Until Brown's paper, few scientists systematically studied the relationship between an organism's abundance across its range. Brown synthesized distribution and abundance data from taxa as diverse as vascular plants, intertidal invertebrates, terrestrial arthropods, planktonic crustaceans, and terrestrial vertebrates to provide a general theory to explain species' biogeography.

Using this data, Brown observes that populations of most species show the highest density at the center of their range with density decreasing as you approach the perimeter.

"I now propose a single general explanation for both of these patterns: the relatively symmetrical, monotonic decrease in abundance from the center of the distribution toward all boundaries, and the positive correlation between local population density and extent of spatial distribution among similar species."

This general theory stems from three assumptions:

First, the abundance and distribution of each species are limited by the combination of physical and biotic environmental variables that determines the multidimensional niche. Second, spatial variation in these environmental variables is somewhat stochastic but autocorrelated, so that nearby sites tend to have more similar environmental conditions than more distant ones. Third, closely related, ecologically similar species differ in no more than a very few niche dimensions.

Thus Brown was able to look at the distributions and densities of just a few organisms and predict the distribution/density relationship for all of them. Naturally there are some exceptions (Brown predicts them too), but, generally speaking, Brown's theory has been confirmed over the intervening two decades.

James H. Brown is one of the founders of the emerging field of Macroecology, the study of the ecological phenomena at large spatial scales, and the editor of the excellent text: Scaling in Biology. He was elected to the National Academy of Sciences in 2005.

Thursday, December 4, 2008

This Week's Citation Classic


This week's citation classic is A.S Sarabhai, A. O. W. Stretton, S. Brenner and A. Bolle. 1964. Colinearity of the gene with the polypeptide chain. Nature 4914:13-17.

Following Crick and Watson's big breakthrough, the biology world sparkled with new hypotheses regarding the nature of the gene and the genetic code. The DNA molecule's structure implied a number of these hypotheses, but without empirical confirmation, they were nothing but speculation. One of these hypotheses was that the linear sequence of bases in a DNA strand coded for a complementary linear sequence of amino acids constituting the protein product of that gene. While this is the most obvious and parsimonious hypothesis, one need not think hard to imagine other possibilities.

▶ Source material:
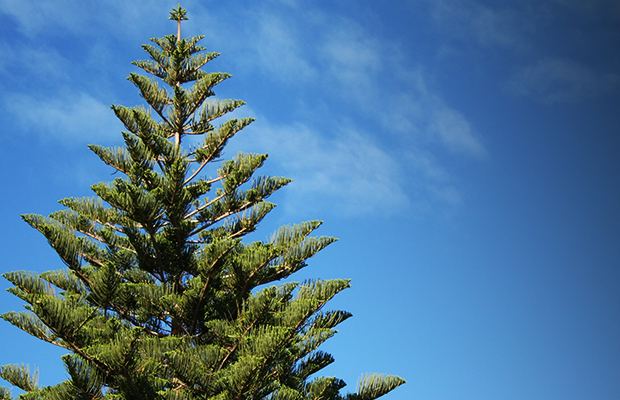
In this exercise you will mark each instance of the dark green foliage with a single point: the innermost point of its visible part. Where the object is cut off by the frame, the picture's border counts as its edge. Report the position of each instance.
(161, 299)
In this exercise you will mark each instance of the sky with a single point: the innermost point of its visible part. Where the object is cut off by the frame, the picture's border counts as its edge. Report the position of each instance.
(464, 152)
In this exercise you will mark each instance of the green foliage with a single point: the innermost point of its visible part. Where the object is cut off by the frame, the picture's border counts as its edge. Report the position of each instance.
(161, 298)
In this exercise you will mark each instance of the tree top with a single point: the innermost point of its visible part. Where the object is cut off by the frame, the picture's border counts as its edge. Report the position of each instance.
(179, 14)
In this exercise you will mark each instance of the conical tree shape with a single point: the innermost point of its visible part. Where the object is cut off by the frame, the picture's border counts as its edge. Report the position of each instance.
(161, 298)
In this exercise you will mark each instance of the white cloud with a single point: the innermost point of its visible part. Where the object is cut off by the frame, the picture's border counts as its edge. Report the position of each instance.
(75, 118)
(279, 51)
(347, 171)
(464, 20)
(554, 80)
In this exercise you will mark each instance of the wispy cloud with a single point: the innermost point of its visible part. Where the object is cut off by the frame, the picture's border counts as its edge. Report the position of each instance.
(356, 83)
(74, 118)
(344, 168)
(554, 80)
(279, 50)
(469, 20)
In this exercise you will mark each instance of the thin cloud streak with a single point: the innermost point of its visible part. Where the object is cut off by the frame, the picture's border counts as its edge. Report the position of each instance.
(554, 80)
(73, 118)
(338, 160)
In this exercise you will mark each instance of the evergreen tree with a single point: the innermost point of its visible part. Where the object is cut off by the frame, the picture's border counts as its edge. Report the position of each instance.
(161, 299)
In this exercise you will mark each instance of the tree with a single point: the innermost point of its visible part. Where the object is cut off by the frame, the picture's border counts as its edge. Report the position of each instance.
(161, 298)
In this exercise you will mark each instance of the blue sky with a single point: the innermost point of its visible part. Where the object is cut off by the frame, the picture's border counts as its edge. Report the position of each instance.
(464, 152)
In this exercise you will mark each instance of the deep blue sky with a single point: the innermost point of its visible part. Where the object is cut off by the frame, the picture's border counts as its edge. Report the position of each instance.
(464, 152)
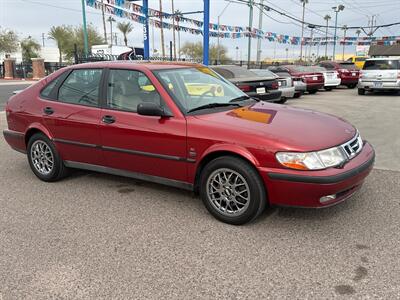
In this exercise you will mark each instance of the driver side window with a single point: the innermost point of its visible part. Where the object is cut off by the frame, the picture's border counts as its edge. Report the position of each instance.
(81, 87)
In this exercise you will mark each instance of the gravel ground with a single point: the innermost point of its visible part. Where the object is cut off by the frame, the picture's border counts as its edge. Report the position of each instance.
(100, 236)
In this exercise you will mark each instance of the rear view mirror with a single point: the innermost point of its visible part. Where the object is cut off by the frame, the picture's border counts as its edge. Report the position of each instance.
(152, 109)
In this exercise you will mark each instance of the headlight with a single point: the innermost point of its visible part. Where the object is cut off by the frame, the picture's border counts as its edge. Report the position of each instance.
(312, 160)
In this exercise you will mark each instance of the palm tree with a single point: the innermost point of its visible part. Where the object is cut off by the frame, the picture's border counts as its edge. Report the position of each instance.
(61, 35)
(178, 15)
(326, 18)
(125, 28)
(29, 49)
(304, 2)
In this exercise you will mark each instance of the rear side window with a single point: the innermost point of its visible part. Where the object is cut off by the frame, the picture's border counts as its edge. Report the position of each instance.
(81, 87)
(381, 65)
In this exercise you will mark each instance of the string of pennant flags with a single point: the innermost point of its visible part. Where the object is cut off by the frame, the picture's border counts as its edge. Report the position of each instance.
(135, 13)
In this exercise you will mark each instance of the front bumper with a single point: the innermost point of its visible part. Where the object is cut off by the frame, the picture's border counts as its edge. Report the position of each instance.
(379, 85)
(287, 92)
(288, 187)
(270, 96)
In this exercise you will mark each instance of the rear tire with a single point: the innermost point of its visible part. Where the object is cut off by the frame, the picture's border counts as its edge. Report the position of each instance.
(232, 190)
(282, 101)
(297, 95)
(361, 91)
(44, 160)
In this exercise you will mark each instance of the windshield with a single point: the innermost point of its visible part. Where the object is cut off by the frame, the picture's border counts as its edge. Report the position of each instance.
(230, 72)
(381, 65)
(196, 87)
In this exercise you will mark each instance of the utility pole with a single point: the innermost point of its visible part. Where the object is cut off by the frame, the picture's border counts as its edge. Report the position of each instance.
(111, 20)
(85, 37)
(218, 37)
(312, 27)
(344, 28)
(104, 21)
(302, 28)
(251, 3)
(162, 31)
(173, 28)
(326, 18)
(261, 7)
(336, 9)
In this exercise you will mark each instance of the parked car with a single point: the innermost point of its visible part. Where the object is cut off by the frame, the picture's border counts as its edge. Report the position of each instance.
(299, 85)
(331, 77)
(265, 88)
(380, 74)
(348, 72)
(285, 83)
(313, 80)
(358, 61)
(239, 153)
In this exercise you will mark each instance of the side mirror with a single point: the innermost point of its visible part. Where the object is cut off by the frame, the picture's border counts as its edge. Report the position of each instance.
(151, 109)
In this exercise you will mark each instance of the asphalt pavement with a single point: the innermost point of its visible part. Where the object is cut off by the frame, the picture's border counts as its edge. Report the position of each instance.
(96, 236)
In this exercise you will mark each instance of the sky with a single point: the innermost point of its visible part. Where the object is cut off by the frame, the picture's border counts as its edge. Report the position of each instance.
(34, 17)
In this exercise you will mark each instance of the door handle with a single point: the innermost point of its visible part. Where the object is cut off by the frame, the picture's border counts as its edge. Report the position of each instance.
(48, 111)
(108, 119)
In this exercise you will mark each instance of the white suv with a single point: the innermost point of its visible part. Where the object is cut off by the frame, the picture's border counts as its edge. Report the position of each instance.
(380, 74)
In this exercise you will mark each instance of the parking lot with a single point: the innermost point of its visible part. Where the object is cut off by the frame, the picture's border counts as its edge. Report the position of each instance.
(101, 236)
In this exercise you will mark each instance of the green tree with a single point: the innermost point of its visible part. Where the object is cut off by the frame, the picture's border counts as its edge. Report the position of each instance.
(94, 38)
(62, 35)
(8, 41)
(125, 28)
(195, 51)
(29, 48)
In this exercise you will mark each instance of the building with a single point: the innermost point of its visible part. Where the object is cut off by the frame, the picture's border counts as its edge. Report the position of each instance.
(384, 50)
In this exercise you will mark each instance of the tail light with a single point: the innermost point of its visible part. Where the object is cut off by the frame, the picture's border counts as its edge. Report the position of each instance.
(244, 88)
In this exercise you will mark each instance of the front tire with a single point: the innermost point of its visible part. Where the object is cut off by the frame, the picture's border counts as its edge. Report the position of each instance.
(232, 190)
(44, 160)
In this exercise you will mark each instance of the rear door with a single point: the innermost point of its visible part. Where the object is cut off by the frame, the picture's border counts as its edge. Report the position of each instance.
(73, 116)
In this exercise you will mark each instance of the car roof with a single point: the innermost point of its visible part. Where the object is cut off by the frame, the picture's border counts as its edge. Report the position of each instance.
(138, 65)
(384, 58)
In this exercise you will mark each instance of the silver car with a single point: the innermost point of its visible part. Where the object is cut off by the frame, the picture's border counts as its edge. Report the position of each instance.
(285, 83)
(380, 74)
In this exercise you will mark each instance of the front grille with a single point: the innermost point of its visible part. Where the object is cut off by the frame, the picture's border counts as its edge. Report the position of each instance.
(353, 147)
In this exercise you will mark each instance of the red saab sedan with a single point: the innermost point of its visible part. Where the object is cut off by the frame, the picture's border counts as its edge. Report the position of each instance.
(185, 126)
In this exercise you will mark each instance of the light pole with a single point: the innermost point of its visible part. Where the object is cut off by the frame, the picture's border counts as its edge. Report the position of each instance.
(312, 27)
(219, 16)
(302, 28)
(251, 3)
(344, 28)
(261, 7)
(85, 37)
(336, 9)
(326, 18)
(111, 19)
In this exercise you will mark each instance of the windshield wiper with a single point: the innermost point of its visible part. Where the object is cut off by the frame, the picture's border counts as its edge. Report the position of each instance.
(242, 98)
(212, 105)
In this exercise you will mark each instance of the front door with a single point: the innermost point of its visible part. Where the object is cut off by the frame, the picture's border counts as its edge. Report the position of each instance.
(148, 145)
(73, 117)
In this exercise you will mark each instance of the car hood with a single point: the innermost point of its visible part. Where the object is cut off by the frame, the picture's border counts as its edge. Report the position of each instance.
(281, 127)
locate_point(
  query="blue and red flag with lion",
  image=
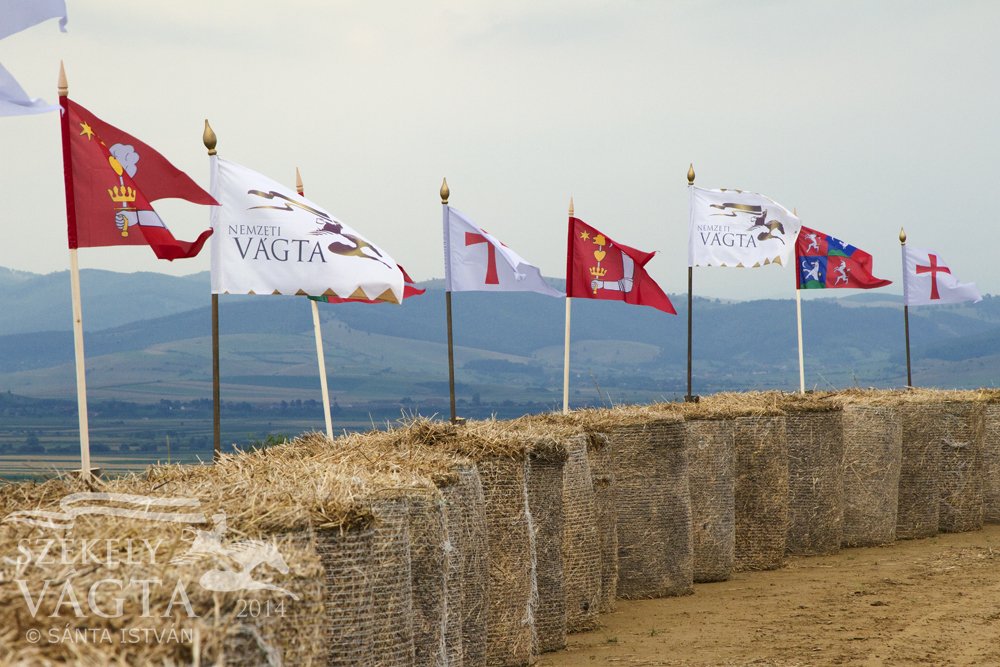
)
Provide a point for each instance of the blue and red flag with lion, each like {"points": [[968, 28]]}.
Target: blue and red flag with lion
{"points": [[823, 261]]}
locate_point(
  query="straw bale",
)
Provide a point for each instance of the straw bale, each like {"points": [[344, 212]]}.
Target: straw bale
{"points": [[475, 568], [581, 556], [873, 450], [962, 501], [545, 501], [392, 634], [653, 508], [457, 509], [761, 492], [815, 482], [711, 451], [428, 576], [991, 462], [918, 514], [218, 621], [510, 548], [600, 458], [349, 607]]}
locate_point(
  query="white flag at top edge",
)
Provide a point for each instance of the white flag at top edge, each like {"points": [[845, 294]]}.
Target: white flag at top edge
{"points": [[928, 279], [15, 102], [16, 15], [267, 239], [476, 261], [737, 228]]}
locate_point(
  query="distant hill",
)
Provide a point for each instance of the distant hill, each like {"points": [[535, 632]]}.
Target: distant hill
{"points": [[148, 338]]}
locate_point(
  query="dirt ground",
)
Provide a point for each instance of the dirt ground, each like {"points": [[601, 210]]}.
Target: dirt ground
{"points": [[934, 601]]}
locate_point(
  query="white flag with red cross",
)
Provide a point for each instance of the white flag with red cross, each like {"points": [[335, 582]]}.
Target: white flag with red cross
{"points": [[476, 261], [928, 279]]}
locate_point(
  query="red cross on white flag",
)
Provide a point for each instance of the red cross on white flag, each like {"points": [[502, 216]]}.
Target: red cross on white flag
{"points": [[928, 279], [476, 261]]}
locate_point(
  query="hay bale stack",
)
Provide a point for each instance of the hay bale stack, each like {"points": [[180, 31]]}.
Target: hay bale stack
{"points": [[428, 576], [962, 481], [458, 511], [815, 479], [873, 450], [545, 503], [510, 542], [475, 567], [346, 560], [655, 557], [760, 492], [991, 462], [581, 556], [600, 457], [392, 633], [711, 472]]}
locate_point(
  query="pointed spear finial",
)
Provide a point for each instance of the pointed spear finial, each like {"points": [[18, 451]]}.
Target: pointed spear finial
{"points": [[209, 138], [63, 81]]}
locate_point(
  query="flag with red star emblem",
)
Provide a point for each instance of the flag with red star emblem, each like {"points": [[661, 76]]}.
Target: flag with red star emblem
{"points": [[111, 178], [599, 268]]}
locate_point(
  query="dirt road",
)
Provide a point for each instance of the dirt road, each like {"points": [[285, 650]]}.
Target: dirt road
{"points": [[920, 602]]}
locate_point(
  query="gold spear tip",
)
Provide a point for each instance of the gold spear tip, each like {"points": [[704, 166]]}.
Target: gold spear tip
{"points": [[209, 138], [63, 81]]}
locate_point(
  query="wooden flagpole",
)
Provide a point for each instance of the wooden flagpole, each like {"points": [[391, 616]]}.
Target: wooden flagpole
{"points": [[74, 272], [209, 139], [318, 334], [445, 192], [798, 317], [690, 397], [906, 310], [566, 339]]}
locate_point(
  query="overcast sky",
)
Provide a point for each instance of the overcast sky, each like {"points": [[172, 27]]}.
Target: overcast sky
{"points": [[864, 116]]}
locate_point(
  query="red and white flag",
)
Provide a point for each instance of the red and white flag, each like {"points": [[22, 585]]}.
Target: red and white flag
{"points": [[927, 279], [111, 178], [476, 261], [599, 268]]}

▶ Task requirements:
#1 Do these statements agree with the citation-classic excerpt? (a) Brown found that most species are densest at the center of their range. (b) Brown was elected to the National Academy of Sciences in 2008. (c) Brown's theory assumes that closely related species differ in many niche dimensions. Answer yes or no for each, and quote the deciding words.
#2 How might the citation-classic excerpt go on? Write the next part of it, starting after its last sentence.
The entries are material separate from the citation-classic excerpt.

▶ Task answers:
#1
(a) Yes: "populations of most species show the highest density at the center of their range with density decreasing as you approach the perimeter."
(b) No: "He was elected to the National Academy of Sciences in 2005."
(c) No: "closely related, ecologically similar species differ in no more than a very few niche dimensions."

#2
Sidney Brenner was not reluctant to give his students difficult thesis problems. His graduate student, Anand Sarabhai was given the task of demonstrating colinearity of gene and polypeptide chain. For a graduate student to be given such a fundamental, but risky, problem is quite exceptional. Luckily Sarabhai was up to the task. He obtained phage T4 nonsense mutants from Dick Epstein of Geneva. Epstein called his mutants amber mutants, after the mother of Harris Bernstein, a Caltech grad student. German speakers will identify the connection; bernstein is the German word for Amber.

Sarabhai writes: "These mutants (it was believed) did not make a full polypeptide in a normal cell but did so in a suppressor-positive cell. What was not known was whether the amber mutations kept terminating and releasing the synthesized peptide or simply got jammed at the amber site. I told Dick that I could test this in Cambridge quickly. What I found was that the amber mutants kept terminating and releasing the polypeptide, so that you got large amount of fragments of polypeptide of lengths dictated by the position of the amber mutations in the gene. This broke open the co-linearity problem." J. Biosci. 2003, Vol. 28, p. 668.

Analysis of the broken fragments allowed Sarabhai to define 8 segments of the polypeptide chain that are in the same order as the segments on a defined genetic map. Thus Sarabhai, a graduate student, made a fundamental contribution to biology. DNA sequence = amino acid sequence.